Start of Text excerpt
[jira] Created: (PIG-672) bad data output from STREAM operator in trunk (regression from 0.1.1)

Daniel Lescohier (JIRA) Thu, 12 Feb 2009 11:51:21 -0800

bad data output from STREAM operator in trunk (regression from 0.1.1)
---------------------------------------------------------------------


                 Key: PIG-672
                 URL: https://issues.apache.org/jira/browse/PIG-672
             Project: Pig
          Issue Type: Bug
          Components: impl
    Affects Versions: types_branch
         Environment: Red Hat Enterprise Linux 4 & 5
Hadoop 0.18.2
            Reporter: Daniel Lescohier
            Priority: Critical


In the 0.1.1 release of pig, all of the following works fine; the problem is in 
the trunk version.  Here's a brief intro to the workflow (details below):

 * I have 174856784 lines of input data, each line is a unique title string.
 * I stream the data through `sha1.py`, which outputs a sha1 hash of each input 
line: a string of 40 hexadecimal digits.
End of Text excerpt
## What you need to do
Which Hadoop version does the bug report above list in its environment?
Start of Data shown
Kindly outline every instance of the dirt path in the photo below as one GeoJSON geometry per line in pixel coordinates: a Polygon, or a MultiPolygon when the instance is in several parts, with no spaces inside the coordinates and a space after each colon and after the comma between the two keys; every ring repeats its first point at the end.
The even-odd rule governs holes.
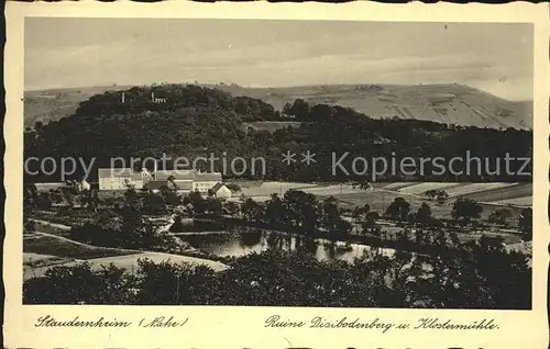
{"type": "Polygon", "coordinates": [[[170,260],[173,262],[185,262],[185,263],[191,263],[191,264],[202,264],[210,267],[211,269],[216,271],[221,271],[224,269],[228,269],[229,266],[213,261],[210,259],[206,258],[199,258],[199,257],[189,257],[189,256],[182,256],[182,255],[174,255],[174,254],[167,254],[167,252],[158,252],[158,251],[151,251],[151,250],[139,250],[139,249],[129,249],[129,248],[119,248],[119,247],[103,247],[103,246],[96,246],[96,245],[90,245],[86,243],[80,243],[76,241],[63,236],[58,236],[55,234],[50,234],[50,233],[43,233],[43,232],[35,232],[34,234],[40,235],[40,236],[45,236],[45,237],[51,237],[51,238],[56,238],[66,243],[75,244],[81,247],[86,248],[92,248],[92,249],[102,249],[102,250],[110,250],[110,251],[116,251],[116,252],[124,252],[125,255],[123,256],[111,256],[111,257],[100,257],[100,258],[92,258],[92,259],[78,259],[78,258],[70,258],[67,259],[66,261],[57,261],[54,262],[53,264],[45,264],[37,268],[31,268],[30,266],[25,266],[24,268],[24,280],[28,280],[33,277],[40,277],[43,275],[44,272],[51,268],[57,267],[57,266],[76,266],[80,262],[89,262],[92,264],[92,267],[98,268],[102,264],[110,264],[111,262],[114,263],[118,267],[125,268],[125,269],[131,269],[131,270],[136,270],[138,269],[138,259],[150,259],[154,262],[161,262],[164,260],[170,260]]]}

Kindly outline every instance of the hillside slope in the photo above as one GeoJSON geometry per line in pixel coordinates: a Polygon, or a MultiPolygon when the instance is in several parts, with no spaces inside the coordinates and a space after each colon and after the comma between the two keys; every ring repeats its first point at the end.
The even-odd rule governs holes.
{"type": "MultiPolygon", "coordinates": [[[[205,87],[215,87],[207,86],[205,87]]],[[[78,103],[91,95],[128,87],[25,92],[25,126],[47,123],[73,114],[78,103]]],[[[428,120],[447,124],[493,128],[532,128],[532,103],[506,101],[466,86],[312,86],[292,88],[243,88],[217,85],[232,95],[257,98],[282,110],[285,103],[304,99],[309,104],[327,103],[353,108],[371,117],[428,120]]]]}
{"type": "Polygon", "coordinates": [[[532,128],[531,102],[503,100],[462,85],[216,87],[233,95],[262,99],[277,110],[282,110],[285,103],[304,99],[309,104],[327,103],[353,108],[371,117],[397,116],[464,126],[532,128]]]}

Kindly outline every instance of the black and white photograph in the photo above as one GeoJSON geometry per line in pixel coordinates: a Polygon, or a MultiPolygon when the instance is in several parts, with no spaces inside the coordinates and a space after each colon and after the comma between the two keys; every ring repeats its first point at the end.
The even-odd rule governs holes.
{"type": "Polygon", "coordinates": [[[26,18],[23,304],[531,309],[534,41],[26,18]]]}

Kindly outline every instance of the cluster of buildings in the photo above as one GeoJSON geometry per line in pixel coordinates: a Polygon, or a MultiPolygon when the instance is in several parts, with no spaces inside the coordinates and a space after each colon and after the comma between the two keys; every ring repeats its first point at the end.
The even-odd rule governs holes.
{"type": "Polygon", "coordinates": [[[179,193],[198,191],[211,192],[219,199],[230,199],[231,190],[223,185],[220,172],[198,170],[155,170],[141,172],[131,168],[100,168],[98,170],[99,190],[127,190],[128,188],[158,191],[163,187],[179,193]]]}

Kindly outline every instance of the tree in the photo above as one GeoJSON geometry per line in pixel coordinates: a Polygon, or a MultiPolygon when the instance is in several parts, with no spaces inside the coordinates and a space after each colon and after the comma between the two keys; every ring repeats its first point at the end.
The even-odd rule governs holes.
{"type": "Polygon", "coordinates": [[[483,206],[480,205],[477,201],[468,198],[460,198],[454,202],[451,215],[454,219],[470,222],[472,218],[476,219],[481,217],[482,212],[483,206]]]}
{"type": "MultiPolygon", "coordinates": [[[[133,210],[139,210],[135,206],[131,206],[133,210]]],[[[161,193],[150,192],[145,195],[143,201],[143,211],[147,214],[165,214],[166,213],[166,201],[161,193]]]]}
{"type": "Polygon", "coordinates": [[[196,214],[202,214],[207,210],[207,202],[198,191],[193,191],[187,196],[196,214]]]}
{"type": "Polygon", "coordinates": [[[302,99],[297,99],[288,114],[294,115],[298,121],[306,121],[309,119],[309,104],[302,99]]]}
{"type": "Polygon", "coordinates": [[[224,209],[229,215],[238,215],[240,212],[239,204],[233,201],[226,202],[224,209]]]}
{"type": "Polygon", "coordinates": [[[305,232],[317,232],[319,207],[314,194],[288,190],[284,198],[287,222],[305,232]]]}
{"type": "Polygon", "coordinates": [[[416,213],[416,221],[420,224],[426,225],[429,224],[431,219],[431,209],[426,202],[422,202],[422,204],[418,209],[418,212],[416,213]]]}
{"type": "Polygon", "coordinates": [[[436,201],[439,204],[444,204],[449,199],[449,194],[444,190],[440,189],[431,189],[426,192],[426,195],[431,200],[436,201]]]}
{"type": "Polygon", "coordinates": [[[532,239],[532,209],[524,209],[518,217],[519,230],[526,235],[527,240],[532,239]]]}
{"type": "Polygon", "coordinates": [[[334,196],[326,199],[321,203],[321,226],[330,235],[349,234],[352,229],[351,223],[342,219],[338,200],[334,196]]]}
{"type": "Polygon", "coordinates": [[[245,219],[256,221],[260,218],[262,210],[257,202],[249,198],[244,201],[242,205],[242,213],[245,219]]]}
{"type": "Polygon", "coordinates": [[[234,192],[238,192],[238,191],[241,191],[241,185],[237,184],[237,183],[227,183],[226,187],[231,190],[233,193],[234,192]]]}
{"type": "Polygon", "coordinates": [[[370,211],[371,211],[371,206],[365,203],[363,206],[355,206],[353,209],[352,215],[354,218],[365,219],[365,217],[370,211]]]}
{"type": "Polygon", "coordinates": [[[406,221],[410,211],[410,204],[403,198],[395,198],[394,202],[386,209],[386,215],[394,221],[406,221]]]}
{"type": "Polygon", "coordinates": [[[491,213],[491,215],[488,216],[488,222],[507,225],[507,219],[512,216],[512,211],[509,211],[508,209],[498,209],[491,213]]]}
{"type": "Polygon", "coordinates": [[[283,200],[280,200],[276,193],[273,193],[265,209],[265,218],[270,223],[280,223],[283,222],[284,215],[285,206],[283,200]]]}

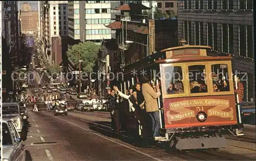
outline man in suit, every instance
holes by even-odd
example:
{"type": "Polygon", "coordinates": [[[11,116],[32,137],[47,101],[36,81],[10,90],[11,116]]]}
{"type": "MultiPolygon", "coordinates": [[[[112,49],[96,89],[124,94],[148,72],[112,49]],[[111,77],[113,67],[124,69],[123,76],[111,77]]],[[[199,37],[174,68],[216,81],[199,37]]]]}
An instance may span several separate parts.
{"type": "Polygon", "coordinates": [[[159,113],[157,98],[161,93],[159,88],[157,87],[156,92],[150,84],[150,79],[147,76],[142,78],[142,94],[145,100],[145,109],[150,117],[152,124],[152,131],[153,138],[155,141],[164,139],[160,135],[160,127],[159,113]]]}

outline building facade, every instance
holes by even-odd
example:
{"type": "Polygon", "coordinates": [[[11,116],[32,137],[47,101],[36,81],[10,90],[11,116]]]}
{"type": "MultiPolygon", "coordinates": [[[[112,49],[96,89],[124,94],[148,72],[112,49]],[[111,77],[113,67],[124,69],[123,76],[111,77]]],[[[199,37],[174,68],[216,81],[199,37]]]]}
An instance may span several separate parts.
{"type": "Polygon", "coordinates": [[[38,12],[20,11],[22,33],[33,34],[37,31],[38,12]]]}
{"type": "Polygon", "coordinates": [[[68,35],[68,1],[40,3],[41,47],[50,64],[54,64],[52,37],[68,35]]]}
{"type": "Polygon", "coordinates": [[[69,1],[69,36],[80,42],[100,44],[111,39],[111,30],[104,24],[111,22],[111,1],[69,1]]]}
{"type": "Polygon", "coordinates": [[[14,92],[11,75],[18,63],[20,42],[16,1],[2,2],[2,70],[3,96],[14,92]]]}
{"type": "Polygon", "coordinates": [[[164,11],[166,12],[171,10],[175,13],[178,12],[177,1],[157,1],[157,8],[160,11],[164,11]]]}
{"type": "Polygon", "coordinates": [[[233,55],[233,72],[240,72],[244,101],[255,100],[253,1],[179,1],[178,38],[190,45],[212,46],[233,55]]]}
{"type": "Polygon", "coordinates": [[[21,4],[20,11],[31,11],[31,5],[30,3],[24,2],[21,4]]]}

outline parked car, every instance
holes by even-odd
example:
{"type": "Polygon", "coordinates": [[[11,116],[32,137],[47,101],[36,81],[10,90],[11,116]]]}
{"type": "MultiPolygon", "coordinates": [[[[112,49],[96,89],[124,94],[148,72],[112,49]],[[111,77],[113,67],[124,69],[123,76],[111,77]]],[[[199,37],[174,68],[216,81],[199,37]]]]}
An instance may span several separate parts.
{"type": "Polygon", "coordinates": [[[3,119],[2,121],[2,160],[26,160],[25,144],[14,123],[6,119],[3,119]]]}
{"type": "Polygon", "coordinates": [[[3,119],[10,120],[18,132],[21,132],[23,127],[20,106],[17,102],[3,102],[2,105],[3,119]]]}
{"type": "Polygon", "coordinates": [[[76,109],[77,111],[82,111],[81,109],[83,107],[83,103],[80,103],[77,105],[76,109]]]}
{"type": "Polygon", "coordinates": [[[68,116],[68,109],[65,105],[58,105],[55,108],[54,112],[54,116],[59,115],[65,115],[68,116]]]}

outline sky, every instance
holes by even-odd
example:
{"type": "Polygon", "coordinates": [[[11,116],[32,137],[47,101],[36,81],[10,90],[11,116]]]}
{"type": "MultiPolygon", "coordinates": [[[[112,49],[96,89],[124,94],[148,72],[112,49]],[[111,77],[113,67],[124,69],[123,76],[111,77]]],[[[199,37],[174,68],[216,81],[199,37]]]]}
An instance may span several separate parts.
{"type": "MultiPolygon", "coordinates": [[[[30,4],[30,5],[31,5],[31,10],[33,10],[33,9],[34,9],[35,11],[38,10],[38,1],[18,1],[18,3],[19,3],[19,7],[20,7],[22,4],[23,4],[24,2],[27,2],[30,4]]],[[[18,7],[18,8],[19,8],[19,7],[18,7]]],[[[19,9],[19,8],[18,9],[19,9]]]]}

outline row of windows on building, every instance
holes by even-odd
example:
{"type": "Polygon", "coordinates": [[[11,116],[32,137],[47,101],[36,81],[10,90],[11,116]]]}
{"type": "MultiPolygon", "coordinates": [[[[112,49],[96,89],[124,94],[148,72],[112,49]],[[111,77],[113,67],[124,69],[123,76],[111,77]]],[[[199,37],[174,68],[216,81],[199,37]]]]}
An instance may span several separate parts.
{"type": "Polygon", "coordinates": [[[87,30],[87,35],[111,34],[110,29],[87,30]]]}
{"type": "MultiPolygon", "coordinates": [[[[57,33],[56,33],[56,31],[55,31],[55,32],[53,32],[53,34],[54,34],[55,35],[56,35],[57,34],[57,33]]],[[[59,35],[61,35],[61,31],[59,31],[59,35]]],[[[65,31],[63,32],[63,35],[67,35],[67,31],[65,31]]]]}
{"type": "Polygon", "coordinates": [[[110,13],[111,9],[110,8],[100,8],[93,9],[86,9],[86,13],[110,13]]]}
{"type": "MultiPolygon", "coordinates": [[[[59,10],[60,10],[60,9],[61,9],[60,7],[58,7],[58,9],[59,9],[59,10]]],[[[56,7],[53,7],[53,10],[56,10],[56,7]]],[[[63,10],[66,10],[66,7],[65,6],[63,7],[63,10]]]]}
{"type": "MultiPolygon", "coordinates": [[[[53,24],[56,25],[56,21],[53,21],[53,24]]],[[[63,24],[64,24],[64,25],[66,24],[66,21],[63,21],[63,24]]],[[[61,25],[61,21],[59,21],[59,25],[61,25]]]]}
{"type": "Polygon", "coordinates": [[[110,1],[86,1],[87,4],[103,4],[110,3],[110,1]]]}
{"type": "Polygon", "coordinates": [[[110,18],[102,19],[87,19],[86,20],[86,24],[109,24],[111,22],[110,18]]]}
{"type": "MultiPolygon", "coordinates": [[[[205,4],[206,1],[204,0],[185,0],[183,1],[183,9],[233,9],[234,1],[233,0],[208,0],[205,4]],[[193,6],[193,3],[194,5],[193,6]],[[218,4],[219,3],[219,4],[218,4]]],[[[253,0],[239,0],[238,9],[253,9],[253,0]]]]}
{"type": "MultiPolygon", "coordinates": [[[[114,20],[111,20],[110,18],[87,19],[86,19],[86,24],[109,24],[114,21],[114,20]]],[[[79,19],[69,18],[69,21],[73,22],[74,24],[75,24],[80,23],[79,19]]]]}
{"type": "MultiPolygon", "coordinates": [[[[173,2],[165,2],[165,8],[174,8],[174,3],[173,2]]],[[[162,8],[162,3],[158,2],[157,3],[157,8],[162,8]]]]}
{"type": "MultiPolygon", "coordinates": [[[[80,35],[80,30],[74,30],[69,28],[69,30],[74,32],[75,35],[80,35]]],[[[110,29],[86,30],[86,35],[111,34],[110,29]]]]}
{"type": "MultiPolygon", "coordinates": [[[[204,41],[204,25],[202,22],[183,21],[184,38],[191,45],[208,45],[213,49],[227,53],[234,53],[234,27],[232,24],[221,23],[221,37],[218,37],[217,23],[208,22],[206,24],[206,42],[204,41]],[[194,39],[192,31],[194,30],[194,39]],[[221,43],[220,43],[220,41],[221,43]]],[[[253,53],[253,26],[239,25],[238,53],[239,56],[254,58],[253,53]]]]}

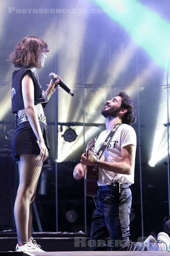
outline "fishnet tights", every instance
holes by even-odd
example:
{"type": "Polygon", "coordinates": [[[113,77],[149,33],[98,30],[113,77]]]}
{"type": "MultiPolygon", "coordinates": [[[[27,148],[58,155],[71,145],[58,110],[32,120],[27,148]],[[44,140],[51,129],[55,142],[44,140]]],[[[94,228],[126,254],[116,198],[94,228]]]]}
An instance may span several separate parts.
{"type": "Polygon", "coordinates": [[[14,206],[18,243],[23,245],[32,236],[32,203],[42,162],[38,155],[21,154],[19,162],[20,184],[14,206]]]}

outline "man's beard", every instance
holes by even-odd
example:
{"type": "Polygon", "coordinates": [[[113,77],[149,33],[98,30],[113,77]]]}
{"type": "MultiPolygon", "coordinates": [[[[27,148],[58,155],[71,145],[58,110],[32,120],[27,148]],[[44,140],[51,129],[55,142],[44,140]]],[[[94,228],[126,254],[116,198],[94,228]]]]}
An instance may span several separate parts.
{"type": "Polygon", "coordinates": [[[120,108],[109,108],[109,109],[105,109],[104,108],[102,111],[102,115],[105,116],[105,117],[116,117],[117,116],[118,113],[119,112],[121,109],[120,108]]]}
End of Data shown
## Solution to this exercise
Hadoop 0.18.2